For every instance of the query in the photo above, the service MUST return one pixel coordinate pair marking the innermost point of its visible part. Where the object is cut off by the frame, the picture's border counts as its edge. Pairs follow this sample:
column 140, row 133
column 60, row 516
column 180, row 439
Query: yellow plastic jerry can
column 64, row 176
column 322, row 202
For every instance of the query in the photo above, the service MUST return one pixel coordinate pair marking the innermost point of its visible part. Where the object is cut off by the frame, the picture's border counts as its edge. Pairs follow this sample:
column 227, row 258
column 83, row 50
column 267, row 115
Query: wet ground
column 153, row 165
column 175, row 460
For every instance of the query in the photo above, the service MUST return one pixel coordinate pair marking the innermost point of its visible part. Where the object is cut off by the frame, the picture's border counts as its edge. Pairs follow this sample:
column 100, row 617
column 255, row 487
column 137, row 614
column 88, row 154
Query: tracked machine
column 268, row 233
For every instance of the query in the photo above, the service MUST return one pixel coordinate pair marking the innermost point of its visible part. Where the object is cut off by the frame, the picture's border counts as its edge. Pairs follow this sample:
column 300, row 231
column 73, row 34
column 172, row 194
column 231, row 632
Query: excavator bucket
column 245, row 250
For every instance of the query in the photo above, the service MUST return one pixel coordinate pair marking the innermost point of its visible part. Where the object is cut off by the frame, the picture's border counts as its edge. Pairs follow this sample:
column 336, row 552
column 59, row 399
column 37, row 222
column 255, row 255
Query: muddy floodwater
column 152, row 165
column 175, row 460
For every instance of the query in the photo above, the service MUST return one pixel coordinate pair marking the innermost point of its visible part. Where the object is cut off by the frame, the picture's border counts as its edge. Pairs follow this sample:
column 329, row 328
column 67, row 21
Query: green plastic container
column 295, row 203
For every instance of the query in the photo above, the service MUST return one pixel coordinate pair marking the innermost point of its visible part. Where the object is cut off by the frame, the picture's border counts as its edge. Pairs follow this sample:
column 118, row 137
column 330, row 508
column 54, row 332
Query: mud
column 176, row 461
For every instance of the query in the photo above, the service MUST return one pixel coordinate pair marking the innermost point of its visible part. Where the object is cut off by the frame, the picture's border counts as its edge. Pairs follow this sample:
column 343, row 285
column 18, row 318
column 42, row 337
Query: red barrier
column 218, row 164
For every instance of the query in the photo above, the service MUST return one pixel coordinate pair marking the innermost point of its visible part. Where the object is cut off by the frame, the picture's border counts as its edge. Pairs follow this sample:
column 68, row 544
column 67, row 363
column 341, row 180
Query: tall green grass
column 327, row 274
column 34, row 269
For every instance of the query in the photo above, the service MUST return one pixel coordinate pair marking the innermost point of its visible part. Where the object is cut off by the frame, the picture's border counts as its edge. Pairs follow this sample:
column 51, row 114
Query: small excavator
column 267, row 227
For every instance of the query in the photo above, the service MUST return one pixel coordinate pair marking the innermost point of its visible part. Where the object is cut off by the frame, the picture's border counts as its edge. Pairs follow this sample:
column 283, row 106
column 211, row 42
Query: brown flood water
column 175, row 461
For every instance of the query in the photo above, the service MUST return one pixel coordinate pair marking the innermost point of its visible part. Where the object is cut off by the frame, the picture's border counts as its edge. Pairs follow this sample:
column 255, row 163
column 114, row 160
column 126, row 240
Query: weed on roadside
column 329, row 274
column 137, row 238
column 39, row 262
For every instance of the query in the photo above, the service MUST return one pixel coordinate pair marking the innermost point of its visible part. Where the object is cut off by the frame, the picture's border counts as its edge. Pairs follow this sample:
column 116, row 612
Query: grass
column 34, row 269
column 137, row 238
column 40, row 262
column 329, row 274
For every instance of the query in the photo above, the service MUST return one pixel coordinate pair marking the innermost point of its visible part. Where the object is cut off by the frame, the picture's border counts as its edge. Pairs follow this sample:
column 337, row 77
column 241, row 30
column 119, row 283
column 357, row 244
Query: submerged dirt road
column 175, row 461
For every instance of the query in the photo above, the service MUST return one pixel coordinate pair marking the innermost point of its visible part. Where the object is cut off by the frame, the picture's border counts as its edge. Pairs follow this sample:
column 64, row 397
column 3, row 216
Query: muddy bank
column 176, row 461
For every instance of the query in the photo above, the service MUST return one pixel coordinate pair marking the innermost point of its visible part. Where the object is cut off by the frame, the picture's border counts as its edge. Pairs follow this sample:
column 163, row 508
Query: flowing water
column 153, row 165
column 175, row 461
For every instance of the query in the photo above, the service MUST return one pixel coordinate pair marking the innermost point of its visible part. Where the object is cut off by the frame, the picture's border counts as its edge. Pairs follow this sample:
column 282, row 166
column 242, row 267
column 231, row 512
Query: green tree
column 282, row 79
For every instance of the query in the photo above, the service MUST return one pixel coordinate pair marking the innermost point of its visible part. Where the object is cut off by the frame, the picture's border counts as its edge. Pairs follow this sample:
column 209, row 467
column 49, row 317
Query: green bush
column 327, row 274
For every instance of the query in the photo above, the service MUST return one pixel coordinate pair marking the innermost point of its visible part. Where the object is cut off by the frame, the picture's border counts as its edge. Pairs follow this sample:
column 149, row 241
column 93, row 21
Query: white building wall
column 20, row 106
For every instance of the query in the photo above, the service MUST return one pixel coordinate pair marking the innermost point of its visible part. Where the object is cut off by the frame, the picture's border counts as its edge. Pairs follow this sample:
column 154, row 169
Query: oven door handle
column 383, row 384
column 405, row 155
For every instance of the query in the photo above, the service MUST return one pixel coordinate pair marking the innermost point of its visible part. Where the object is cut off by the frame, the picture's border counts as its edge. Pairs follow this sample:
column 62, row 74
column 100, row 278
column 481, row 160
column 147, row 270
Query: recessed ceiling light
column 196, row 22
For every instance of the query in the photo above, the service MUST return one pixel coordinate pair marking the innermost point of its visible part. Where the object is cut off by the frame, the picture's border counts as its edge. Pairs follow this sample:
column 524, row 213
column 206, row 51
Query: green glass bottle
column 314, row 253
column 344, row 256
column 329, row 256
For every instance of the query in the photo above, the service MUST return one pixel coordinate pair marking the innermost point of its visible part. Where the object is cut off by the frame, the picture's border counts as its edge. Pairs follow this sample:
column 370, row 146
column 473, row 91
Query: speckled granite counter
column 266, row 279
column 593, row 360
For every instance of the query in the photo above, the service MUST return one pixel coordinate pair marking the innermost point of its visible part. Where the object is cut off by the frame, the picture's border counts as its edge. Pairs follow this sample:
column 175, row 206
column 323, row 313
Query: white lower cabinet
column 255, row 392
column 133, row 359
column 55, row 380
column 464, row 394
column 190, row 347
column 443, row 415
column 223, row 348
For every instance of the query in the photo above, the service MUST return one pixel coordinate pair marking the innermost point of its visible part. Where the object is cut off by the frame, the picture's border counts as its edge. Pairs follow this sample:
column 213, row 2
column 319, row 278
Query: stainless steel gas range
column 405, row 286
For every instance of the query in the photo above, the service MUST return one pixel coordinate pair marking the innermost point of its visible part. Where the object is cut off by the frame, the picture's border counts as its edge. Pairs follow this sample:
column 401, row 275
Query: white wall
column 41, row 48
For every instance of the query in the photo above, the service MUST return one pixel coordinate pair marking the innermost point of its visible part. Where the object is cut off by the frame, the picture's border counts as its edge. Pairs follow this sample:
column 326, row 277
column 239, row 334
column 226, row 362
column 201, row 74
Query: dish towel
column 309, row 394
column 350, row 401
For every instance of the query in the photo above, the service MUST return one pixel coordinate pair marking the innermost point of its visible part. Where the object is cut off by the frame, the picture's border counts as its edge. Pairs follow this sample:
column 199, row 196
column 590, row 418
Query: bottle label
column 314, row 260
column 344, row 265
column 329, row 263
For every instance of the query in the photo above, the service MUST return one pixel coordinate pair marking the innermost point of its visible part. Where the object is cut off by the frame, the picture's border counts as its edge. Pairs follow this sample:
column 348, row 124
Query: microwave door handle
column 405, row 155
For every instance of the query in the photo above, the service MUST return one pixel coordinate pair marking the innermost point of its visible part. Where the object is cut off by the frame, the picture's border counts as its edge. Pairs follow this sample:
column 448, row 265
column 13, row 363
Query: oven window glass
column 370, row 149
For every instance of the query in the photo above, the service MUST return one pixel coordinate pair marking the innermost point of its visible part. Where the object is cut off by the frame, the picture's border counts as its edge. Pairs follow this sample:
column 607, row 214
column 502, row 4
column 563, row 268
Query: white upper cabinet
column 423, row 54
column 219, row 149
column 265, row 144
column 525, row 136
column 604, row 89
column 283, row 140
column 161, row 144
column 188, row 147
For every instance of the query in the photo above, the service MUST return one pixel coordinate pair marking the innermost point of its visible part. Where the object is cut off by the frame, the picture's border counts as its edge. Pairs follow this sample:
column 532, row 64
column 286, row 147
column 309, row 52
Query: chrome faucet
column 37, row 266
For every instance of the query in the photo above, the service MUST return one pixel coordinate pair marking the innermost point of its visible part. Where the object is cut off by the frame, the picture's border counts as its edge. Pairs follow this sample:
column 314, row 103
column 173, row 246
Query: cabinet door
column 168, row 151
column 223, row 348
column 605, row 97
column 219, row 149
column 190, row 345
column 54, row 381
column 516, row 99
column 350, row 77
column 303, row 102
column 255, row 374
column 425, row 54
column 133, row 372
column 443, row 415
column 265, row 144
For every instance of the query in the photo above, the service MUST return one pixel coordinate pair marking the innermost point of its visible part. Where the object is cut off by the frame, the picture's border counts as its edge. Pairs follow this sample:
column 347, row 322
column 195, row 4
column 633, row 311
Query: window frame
-------
Stated problem: Reproduce the data from its beginning through the line containing "column 245, row 250", inclusive, switching "service" to "system" throughout and leaving everything else unchanged.

Task solution:
For every instance of the query in the photo above, the system MUST return one pixel coordinate pair marking the innermost point of its visible part. Where the object is cut off by the frame, the picture's border counts as its edge. Pairs follow this sample:
column 140, row 133
column 60, row 516
column 180, row 439
Query: yellow plastic jerry can
column 64, row 176
column 322, row 202
For every instance of the query in the photo above, the system MUST return one pixel coordinate pair marking the innermost point of its visible part. Where the object is cut off by the frame, the picture's border counts as its edge. Pairs follow this sample:
column 227, row 258
column 83, row 50
column 267, row 115
Query: wet ground
column 153, row 165
column 175, row 460
For every instance of the query in the photo above, the system MUST return one pixel coordinate pair marking the innermost point of its visible part. Where the object is cut off by the frame, the picture's border counts as its edge. Pairs follow this sample:
column 100, row 617
column 255, row 487
column 137, row 614
column 88, row 154
Query: tracked machine
column 268, row 233
For every instance of the query in the photo above, the system MUST return one pixel coordinate pair marking the innermost point of its visible part. Where the object is cut off by the frame, the picture's border counts as its edge. Pairs follow this sample:
column 300, row 231
column 73, row 34
column 172, row 194
column 231, row 632
Query: excavator bucket
column 245, row 250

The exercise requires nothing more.